Díaz is on a 12-city book tour, appearing in Albuquerque to read at UNM’s Woodward Hall on Tuesday, Sept. 23, at 7 p.m. He spoke with the
Alibi from his room at the Cleveland Ritz-Carlton, a hotel so fancy they provide phones in the bathroom, which is where he first answered our call.

Did you have to do extensive “fanboy” research, or was this book pulled from your own knowledge and experience?

Both. Certainly there was a lot of indigenous knowledge from my childhood, but I also pulled a bunch of stuff, I had to read a bunch of books to re-familiarize myself. I wasn’t attempting to be comprehensive or authoritative. I was interested in what an individual’s tastes would look like.

What books or comics captivated you as a kid?

I feel like I have to answer that with a caveat. We were real active as kids, so comic books were kind of disposable. We didn’t obsess over anything. I used to read Fantastic Four ; that was a comic book I liked. But, in the end … it would give you the wrong impression that we were more interested in comics than being outside.

What, then, was the seed for Oscar’s character?

That’s very complicated. It’s like making a monster. The interesting thing about a monster is you take an aspect of human beings and deform it and amplify it. The way these things work is that he’s an entirely invented character. You don’t really know where in the world these guys come from.

WHAT YOU NEED TO DO >>
- A) Write out the part of the Díaz interview that begins at the words "What, then, was" and stops after the words "guys come from.".
- B) In the Díaz interview, why does Díaz say he must add a caveat before naming comics he liked as a child?
- C) Carry on the Díaz interview from the point where it ends.

EXTRACTED RECORDS >>
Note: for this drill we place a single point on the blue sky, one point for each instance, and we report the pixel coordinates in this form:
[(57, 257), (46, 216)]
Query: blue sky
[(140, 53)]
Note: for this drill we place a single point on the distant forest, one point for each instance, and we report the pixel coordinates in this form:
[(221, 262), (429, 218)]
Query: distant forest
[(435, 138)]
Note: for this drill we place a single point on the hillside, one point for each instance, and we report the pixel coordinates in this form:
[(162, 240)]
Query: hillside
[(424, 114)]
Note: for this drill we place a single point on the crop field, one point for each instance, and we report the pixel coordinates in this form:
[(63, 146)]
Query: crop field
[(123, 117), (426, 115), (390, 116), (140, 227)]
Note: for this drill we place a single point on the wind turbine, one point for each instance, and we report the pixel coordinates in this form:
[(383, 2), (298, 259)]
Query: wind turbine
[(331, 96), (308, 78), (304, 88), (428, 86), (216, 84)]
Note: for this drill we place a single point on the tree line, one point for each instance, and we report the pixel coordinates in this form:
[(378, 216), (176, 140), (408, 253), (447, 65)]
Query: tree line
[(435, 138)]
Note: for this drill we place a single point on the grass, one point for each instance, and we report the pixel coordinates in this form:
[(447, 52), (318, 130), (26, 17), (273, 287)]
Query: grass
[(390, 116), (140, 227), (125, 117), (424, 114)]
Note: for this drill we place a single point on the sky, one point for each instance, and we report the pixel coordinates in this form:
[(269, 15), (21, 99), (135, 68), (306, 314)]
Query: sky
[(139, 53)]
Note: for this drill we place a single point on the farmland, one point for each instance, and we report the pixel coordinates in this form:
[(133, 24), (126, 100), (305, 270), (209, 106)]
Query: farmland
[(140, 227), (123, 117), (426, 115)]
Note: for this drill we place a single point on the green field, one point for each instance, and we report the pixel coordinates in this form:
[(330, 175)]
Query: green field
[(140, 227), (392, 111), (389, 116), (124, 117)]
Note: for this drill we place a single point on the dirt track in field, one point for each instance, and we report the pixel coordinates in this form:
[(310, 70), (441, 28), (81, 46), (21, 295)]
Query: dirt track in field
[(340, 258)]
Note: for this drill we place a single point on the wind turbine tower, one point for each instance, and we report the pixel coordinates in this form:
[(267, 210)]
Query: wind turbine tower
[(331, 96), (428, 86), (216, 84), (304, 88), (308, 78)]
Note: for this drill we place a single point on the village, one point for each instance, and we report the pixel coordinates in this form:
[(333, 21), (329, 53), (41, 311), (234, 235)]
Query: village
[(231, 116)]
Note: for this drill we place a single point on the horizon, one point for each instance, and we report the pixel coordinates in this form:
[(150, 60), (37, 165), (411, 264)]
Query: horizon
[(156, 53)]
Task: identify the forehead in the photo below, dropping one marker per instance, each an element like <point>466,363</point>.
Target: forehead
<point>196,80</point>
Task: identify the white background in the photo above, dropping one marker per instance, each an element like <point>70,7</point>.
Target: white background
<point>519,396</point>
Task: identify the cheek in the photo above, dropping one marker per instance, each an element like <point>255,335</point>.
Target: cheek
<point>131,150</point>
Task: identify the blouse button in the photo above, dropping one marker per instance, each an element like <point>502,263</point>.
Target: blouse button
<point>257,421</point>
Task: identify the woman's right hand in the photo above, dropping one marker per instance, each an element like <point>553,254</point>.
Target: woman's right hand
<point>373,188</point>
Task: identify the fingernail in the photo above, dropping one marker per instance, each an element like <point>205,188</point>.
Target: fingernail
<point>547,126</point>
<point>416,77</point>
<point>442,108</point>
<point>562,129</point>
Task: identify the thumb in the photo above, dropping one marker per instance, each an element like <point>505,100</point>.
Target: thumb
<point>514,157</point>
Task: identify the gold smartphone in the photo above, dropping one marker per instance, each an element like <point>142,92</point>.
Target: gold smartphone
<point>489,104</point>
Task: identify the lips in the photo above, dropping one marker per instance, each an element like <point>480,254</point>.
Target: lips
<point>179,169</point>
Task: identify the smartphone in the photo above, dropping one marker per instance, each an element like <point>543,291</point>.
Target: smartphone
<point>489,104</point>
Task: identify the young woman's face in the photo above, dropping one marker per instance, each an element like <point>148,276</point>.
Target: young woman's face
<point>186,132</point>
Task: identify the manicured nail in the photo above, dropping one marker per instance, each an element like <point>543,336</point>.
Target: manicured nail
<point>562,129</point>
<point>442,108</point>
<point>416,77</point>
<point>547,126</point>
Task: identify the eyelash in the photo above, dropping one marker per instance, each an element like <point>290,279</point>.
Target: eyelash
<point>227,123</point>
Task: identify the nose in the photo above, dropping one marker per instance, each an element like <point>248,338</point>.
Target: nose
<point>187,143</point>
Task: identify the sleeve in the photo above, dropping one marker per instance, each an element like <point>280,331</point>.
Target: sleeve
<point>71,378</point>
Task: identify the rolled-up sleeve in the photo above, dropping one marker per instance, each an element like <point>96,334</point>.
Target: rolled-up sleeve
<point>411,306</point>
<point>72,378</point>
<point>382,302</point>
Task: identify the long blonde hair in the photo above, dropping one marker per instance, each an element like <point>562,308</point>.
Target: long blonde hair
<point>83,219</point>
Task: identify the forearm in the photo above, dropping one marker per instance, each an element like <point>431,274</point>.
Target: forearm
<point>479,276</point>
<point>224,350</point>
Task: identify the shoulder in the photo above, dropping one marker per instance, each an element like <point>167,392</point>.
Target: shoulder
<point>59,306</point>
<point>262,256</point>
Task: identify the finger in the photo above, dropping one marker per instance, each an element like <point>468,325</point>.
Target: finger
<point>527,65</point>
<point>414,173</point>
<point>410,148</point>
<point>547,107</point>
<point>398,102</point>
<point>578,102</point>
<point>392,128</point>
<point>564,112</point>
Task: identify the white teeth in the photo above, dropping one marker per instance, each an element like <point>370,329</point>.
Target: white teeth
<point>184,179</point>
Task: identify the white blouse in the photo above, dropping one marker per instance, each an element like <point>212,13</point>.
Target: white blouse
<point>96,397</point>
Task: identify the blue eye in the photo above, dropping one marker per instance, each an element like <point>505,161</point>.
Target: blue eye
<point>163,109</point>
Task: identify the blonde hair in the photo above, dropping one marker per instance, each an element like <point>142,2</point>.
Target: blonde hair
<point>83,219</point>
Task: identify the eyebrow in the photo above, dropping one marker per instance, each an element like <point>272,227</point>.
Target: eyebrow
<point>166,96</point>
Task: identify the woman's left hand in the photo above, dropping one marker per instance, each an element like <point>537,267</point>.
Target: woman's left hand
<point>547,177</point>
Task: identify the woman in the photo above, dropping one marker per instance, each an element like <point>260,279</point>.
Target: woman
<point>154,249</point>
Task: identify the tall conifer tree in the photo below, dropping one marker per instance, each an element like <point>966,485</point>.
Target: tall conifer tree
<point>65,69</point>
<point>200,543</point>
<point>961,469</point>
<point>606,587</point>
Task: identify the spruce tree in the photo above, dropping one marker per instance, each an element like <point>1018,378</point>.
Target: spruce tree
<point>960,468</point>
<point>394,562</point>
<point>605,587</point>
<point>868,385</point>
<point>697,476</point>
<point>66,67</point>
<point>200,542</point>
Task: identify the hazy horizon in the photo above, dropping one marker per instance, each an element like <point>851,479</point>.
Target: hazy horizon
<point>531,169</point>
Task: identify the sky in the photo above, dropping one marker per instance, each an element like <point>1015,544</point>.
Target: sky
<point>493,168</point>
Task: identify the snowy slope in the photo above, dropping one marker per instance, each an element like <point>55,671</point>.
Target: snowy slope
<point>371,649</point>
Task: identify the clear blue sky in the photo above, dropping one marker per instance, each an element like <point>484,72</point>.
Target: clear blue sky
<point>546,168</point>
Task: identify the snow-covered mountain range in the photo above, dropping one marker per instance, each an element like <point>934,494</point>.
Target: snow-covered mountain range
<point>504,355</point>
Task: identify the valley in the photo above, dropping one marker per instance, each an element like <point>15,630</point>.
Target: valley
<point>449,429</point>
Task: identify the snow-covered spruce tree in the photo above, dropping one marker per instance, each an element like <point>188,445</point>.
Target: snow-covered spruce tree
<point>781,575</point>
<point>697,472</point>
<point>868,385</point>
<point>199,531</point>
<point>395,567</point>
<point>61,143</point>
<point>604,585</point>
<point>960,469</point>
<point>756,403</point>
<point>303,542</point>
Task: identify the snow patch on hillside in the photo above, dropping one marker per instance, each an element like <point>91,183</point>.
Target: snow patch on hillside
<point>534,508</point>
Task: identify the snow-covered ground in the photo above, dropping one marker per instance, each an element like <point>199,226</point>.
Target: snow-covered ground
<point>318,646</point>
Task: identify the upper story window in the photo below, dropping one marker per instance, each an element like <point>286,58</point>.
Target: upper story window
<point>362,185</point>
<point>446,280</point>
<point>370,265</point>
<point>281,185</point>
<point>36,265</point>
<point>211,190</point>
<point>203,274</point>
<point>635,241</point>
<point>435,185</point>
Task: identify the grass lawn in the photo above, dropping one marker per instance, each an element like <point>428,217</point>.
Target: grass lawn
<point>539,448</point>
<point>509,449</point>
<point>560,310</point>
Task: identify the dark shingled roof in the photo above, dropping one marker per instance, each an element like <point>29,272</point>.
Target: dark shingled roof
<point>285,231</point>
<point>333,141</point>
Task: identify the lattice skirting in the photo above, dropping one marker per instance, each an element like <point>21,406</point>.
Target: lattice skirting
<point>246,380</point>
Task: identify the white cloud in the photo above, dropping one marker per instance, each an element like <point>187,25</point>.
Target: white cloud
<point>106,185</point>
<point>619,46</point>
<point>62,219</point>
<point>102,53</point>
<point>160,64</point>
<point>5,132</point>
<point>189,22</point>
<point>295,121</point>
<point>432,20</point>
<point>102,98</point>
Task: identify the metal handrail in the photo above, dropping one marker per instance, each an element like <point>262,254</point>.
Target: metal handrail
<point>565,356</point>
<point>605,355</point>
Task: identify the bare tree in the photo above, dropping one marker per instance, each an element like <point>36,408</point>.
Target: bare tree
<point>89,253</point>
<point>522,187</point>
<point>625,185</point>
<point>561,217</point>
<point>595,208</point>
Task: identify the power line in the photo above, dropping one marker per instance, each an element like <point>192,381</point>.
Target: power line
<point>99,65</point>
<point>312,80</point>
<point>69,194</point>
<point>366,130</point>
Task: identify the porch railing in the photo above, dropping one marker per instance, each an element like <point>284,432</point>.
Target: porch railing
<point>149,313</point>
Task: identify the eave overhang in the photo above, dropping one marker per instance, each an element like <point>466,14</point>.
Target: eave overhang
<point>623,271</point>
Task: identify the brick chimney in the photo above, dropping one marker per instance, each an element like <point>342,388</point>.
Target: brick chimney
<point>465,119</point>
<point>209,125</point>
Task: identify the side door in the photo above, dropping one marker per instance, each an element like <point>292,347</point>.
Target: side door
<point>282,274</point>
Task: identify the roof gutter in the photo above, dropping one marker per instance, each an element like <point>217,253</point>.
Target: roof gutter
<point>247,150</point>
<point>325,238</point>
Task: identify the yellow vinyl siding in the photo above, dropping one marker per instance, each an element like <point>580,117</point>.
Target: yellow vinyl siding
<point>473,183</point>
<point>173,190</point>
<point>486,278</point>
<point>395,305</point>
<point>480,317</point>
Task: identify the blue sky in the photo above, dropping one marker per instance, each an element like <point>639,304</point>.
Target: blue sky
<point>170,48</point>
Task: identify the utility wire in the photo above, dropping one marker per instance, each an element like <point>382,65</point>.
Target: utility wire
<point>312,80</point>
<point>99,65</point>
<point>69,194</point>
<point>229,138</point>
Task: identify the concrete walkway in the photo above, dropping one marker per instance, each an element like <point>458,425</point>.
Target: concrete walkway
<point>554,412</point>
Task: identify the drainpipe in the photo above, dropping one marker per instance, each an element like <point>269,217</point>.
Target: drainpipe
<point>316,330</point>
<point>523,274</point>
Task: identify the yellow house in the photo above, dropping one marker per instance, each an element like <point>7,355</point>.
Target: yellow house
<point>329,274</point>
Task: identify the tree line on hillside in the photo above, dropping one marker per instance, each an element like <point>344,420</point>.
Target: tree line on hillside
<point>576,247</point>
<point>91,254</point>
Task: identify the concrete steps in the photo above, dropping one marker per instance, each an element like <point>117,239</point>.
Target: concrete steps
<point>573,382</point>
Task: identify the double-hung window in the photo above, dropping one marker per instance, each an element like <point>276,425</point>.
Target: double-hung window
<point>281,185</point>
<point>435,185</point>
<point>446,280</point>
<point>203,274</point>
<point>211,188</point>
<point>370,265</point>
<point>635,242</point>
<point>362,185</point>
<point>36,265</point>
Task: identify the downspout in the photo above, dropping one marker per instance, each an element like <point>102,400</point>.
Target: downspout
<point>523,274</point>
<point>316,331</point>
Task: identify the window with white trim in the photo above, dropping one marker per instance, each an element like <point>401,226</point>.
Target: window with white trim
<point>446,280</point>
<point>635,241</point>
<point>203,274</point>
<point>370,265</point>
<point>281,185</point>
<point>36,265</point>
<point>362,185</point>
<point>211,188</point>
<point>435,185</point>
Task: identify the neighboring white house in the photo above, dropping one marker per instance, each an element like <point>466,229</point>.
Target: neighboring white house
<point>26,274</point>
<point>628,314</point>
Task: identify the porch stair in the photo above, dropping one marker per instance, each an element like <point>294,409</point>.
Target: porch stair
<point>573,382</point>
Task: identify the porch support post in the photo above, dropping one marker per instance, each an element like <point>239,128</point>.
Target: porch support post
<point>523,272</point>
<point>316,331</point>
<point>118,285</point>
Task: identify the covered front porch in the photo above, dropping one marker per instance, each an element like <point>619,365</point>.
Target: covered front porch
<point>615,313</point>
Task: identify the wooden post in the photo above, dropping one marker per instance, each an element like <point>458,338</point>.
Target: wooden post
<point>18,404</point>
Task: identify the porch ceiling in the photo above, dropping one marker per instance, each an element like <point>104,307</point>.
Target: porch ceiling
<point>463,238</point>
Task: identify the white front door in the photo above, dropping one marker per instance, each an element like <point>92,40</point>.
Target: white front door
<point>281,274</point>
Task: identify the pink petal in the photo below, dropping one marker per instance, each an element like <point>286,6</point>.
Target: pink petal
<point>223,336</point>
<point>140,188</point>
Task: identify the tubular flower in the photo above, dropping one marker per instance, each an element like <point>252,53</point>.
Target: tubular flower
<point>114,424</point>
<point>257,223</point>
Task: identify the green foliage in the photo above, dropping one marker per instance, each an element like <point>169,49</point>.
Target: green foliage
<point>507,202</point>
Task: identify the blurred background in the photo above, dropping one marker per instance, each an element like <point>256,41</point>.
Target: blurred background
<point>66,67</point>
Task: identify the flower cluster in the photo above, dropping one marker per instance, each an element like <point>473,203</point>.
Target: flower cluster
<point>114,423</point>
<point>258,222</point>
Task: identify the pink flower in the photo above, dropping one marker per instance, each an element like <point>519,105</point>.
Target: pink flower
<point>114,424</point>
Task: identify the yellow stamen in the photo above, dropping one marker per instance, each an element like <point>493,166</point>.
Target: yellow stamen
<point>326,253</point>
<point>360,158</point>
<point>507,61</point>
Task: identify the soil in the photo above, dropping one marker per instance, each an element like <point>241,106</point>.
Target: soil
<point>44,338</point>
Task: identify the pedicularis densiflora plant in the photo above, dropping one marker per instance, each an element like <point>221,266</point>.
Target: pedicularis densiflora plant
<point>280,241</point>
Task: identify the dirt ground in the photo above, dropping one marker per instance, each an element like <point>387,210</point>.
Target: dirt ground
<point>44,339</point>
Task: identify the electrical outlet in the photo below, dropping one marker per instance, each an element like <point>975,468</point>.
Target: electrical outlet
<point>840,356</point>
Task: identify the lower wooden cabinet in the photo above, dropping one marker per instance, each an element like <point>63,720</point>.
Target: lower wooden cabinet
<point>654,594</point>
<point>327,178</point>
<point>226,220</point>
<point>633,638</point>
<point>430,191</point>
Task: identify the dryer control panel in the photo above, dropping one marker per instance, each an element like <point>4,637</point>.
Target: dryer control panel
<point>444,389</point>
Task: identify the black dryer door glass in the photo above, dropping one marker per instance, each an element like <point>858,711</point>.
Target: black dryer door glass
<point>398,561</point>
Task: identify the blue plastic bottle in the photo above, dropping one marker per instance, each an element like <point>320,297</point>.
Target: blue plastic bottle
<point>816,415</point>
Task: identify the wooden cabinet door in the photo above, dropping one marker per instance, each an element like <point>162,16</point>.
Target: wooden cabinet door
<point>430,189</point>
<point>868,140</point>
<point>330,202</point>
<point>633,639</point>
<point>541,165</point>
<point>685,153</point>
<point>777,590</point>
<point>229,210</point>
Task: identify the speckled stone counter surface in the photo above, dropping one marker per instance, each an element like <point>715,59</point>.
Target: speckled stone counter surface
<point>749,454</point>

TASK-BY-TASK ANSWERS >>
- A)
What, then, was the seed for Oscar’s character?

That’s very complicated. It’s like making a monster. The interesting thing about a monster is you take an aspect of human beings and deform it and amplify it. The way these things work is that he’s an entirely invented character. You don’t really know where in the world these guys come from.

- B) He and the other kids were very active, so comic books were fairly disposable and nobody obsessed over them. Naming a favorite such as Fantastic Four without that caveat would give the wrong impression that they cared more about comics than about being outside.

- C)
What was the first thing you ever wrote?

I used to write very long letters to my brother. He had cancer and would be in the hospital for long periods of time.

Did you start writing fiction after that?

No, no. I didn’t start writing anything worth the name of fiction until I was in college.

So it’s safe to say you didn’t grow up with the ambition to write?

My ambition was to always live a life of books. I always wanted books to somehow be a part of my life, you know?

Yeah, I do. You’re a professor of creative writing at MIT, and for the last 20 years or so, there’s been a re-evaluation of the canon, of what works become canonical. Is there someone you’d advocate being removed from the canon, and someone else you’d recommend who’s not being studied as much?

Yeah, but I don’t know why I have to hurt someone to encourage someone else. That’s not the way my mind works.

OK.

For me, it’s not the idea that we need less books but that we need more books. The canon is something that we all argue with, and we all want to see something more inclusive. But myself, I scarcely feel qualified to be the one wielding the knife. I love many writers who don’t have the respect they deserve. Two of the writers that I think are monumental, and no one reads them enough, are Samuel R. Delany and Francisco Goldman. I think you cannot have a grasp of American letters unless you’re familiar with both of their oeuvres.

Why do you think they’ve been overlooked?

Again, I don’t know. What can one say? Should I ascribe sinister motives, failure of vision on the part of the audiences? I’m more just like, that’s the situation, now I gotta figure out a way to make motherfuckers read these books. The fate of being an artist is that most great artists are typically not appreciated in their period. I mean, it’s a pretty old, clichéd saying, but it’s pretty damn true. It’s not as if the present has any sense of what could be useful for the future. And some writers are just at a level that I think scares us.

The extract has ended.